--- Text provided ---
CMS releases telehealth guidance for rural health care and SUPPORT patients

By Gregory Kane, J.D., M.B.A.

The CMCS provided an informational bulletin on the use of telehealth capabilities for rural health care and opioid prevention and recovery programs.

CMS released a Center for Medicaid & CHIP Services Informational Bulletin (CIB) identifying opportunities for the use of telehealth delivery methods to increase access to Medicaid services and to services under section 1009(b) of the Substance Use-Disorder Prevention that Promotes Opioid Recovery and Treatment for Patients and Communities Act (SUPPORT Act). The telehealth delivery methods may also be applicable in responding to the COVID-19 public health emergency (CMCS Informational Bulletin, April 2, 2020).

Background. Telehealth is an umbrella term that encompasses the full range of services provided remotely via two-way, real time, interactive communications between the beneficiary and a clinician at different locations. This includes video-conferencing, store and forward, remote patient monitoring and mobile health. Telehealth could increase access to services in underserved areas by increasing the availability of providers within a state so as to mitigate barriers to treatment through expanded access to a limited workforce. The CIB addresses the use of telehealth services regarding rural health care and the SUPPORT Act. It also provides guidance on furnishing services and treatments for high-risk individuals, including American Indians and Alaska Natives, adults under the age of 40, individuals with a history of non-fatal overdose and others.
--- Data ---
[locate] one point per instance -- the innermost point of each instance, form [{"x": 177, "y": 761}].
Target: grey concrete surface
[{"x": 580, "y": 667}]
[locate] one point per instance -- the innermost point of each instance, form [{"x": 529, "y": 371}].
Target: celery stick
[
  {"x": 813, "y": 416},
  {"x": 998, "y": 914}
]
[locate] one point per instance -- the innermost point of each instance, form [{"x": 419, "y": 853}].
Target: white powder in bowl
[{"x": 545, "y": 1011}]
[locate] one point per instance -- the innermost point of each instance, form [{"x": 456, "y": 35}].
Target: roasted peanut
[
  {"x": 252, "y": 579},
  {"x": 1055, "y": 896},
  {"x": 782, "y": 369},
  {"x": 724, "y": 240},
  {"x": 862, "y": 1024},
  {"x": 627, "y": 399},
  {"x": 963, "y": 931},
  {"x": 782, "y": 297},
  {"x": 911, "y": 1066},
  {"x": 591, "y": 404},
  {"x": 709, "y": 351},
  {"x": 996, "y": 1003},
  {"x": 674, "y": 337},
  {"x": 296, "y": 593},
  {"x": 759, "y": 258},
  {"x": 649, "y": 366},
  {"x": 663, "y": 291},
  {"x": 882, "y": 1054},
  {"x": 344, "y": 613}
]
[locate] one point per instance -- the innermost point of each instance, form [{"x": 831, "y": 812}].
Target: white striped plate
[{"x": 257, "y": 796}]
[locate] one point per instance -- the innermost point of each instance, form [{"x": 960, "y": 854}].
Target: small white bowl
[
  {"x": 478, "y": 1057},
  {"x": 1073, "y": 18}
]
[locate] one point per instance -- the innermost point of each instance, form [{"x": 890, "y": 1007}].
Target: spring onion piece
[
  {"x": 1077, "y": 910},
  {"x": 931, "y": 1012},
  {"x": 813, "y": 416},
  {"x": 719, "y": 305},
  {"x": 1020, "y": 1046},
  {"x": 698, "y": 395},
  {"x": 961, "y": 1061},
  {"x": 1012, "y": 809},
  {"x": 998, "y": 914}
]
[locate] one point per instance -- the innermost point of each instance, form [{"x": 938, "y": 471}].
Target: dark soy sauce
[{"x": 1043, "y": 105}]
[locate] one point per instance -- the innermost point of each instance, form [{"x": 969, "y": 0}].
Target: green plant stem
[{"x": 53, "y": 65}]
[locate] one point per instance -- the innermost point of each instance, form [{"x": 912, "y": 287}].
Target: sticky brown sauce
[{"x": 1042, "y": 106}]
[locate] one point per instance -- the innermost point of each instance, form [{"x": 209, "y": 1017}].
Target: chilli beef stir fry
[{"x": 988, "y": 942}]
---
> _Exercise details_
Summarize the article on CMS telehealth guidance in three sentences.

> _Response_
CMS released a Center for Medicaid & CHIP Services Informational Bulletin that identifies opportunities to use telehealth delivery methods to increase access to Medicaid services and to services under section 1009(b) of the SUPPORT Act. These methods may also apply in responding to the COVID-19 public health emergency. Telehealth covers services provided remotely through two-way, real-time, interactive communication between a beneficiary and a clinician at different locations, and the bulletin addresses its use for rural health care and the SUPPORT Act, including guidance on serving high-risk individuals such as American Indians and Alaska Natives, adults under 40, and people with a history of non-fatal overdose.